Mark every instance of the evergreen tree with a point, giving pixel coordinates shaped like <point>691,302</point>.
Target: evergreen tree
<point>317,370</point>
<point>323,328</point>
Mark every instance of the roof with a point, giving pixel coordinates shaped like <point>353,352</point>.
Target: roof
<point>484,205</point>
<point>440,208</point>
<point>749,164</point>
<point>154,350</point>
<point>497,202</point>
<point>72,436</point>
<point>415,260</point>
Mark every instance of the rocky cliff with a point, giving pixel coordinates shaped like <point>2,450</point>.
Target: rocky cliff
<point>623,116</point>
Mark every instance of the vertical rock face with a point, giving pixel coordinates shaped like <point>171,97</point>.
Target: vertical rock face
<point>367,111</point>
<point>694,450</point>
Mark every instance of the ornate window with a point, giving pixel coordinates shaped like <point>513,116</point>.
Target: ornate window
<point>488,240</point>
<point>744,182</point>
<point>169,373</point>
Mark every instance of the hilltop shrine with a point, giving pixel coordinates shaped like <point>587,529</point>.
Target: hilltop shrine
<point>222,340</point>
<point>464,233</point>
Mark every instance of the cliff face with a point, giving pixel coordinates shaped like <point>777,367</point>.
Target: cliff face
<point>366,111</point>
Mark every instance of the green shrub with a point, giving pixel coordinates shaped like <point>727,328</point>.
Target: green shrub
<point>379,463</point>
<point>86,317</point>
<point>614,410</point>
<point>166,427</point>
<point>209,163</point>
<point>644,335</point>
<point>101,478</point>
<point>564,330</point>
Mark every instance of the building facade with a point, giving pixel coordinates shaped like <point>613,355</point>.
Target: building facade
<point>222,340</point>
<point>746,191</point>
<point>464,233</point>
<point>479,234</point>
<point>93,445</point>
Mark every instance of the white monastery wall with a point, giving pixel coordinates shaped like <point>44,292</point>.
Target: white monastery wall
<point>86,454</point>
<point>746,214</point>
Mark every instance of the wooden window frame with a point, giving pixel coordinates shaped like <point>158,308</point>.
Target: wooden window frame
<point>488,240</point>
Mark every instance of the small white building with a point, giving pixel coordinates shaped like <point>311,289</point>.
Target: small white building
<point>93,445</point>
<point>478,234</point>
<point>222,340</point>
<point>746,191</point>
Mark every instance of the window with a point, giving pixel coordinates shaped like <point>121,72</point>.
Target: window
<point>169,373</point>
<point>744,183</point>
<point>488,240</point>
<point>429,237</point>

========

# [WHAT IS REQUIRED]
Respond with the lines above, from the one that holds "Mark every instance of the building" to the end of the listing, each repeated exactly, and with no other material.

# [SOLUTION FOR THIS TASK]
Mark every instance of the building facade with a point, giving pixel coordinates shaped like <point>613,355</point>.
Target: building facade
<point>222,340</point>
<point>746,191</point>
<point>464,233</point>
<point>479,234</point>
<point>93,445</point>
Mark every instance of the white monastery wall with a point, giving pixel coordinates shaped like <point>44,292</point>.
Target: white monastery wall
<point>86,454</point>
<point>746,214</point>
Mark every instance of the wooden window frame with a point, giving pixel coordinates shaped like <point>158,308</point>.
Target: wooden window frame
<point>488,240</point>
Mark every instance of the small white building with a point, giving pixel coordinates shaped like <point>311,289</point>.
Target: small white building
<point>93,445</point>
<point>478,234</point>
<point>222,340</point>
<point>746,191</point>
Mark every instance of the window with a point, giving pixel coordinates shaped like <point>121,72</point>.
Target: window
<point>169,373</point>
<point>744,183</point>
<point>488,240</point>
<point>429,237</point>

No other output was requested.